*Exercise details*.
Copy out each of the items below word for word, keeping every line unchanged.
-- START OF Supplied records --
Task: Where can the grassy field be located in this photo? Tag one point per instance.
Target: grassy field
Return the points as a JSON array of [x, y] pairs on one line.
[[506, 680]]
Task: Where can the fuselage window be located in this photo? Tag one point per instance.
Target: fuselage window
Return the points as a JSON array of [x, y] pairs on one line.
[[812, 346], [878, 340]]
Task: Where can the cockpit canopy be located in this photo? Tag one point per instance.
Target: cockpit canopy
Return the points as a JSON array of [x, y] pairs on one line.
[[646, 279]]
-- END OF Supplied records --
*Answer to this exercise*.
Task: Where can the grassy field be located in this photo? Tag one point per instance.
Target: grassy field
Return the points as a JSON array of [x, y] pairs on one line.
[[506, 680]]
Task: Where can the fuselage window be located in this photo? Tag one point per instance.
Target: fuselage window
Return the points as a JSON array of [x, y] pairs on one line.
[[812, 346], [878, 340]]
Task: Where can the cockpit canopy be located in this photo? Tag one point per instance.
Target: cockpit canopy
Return the points as a JSON array of [x, y] pairs on one line.
[[646, 279]]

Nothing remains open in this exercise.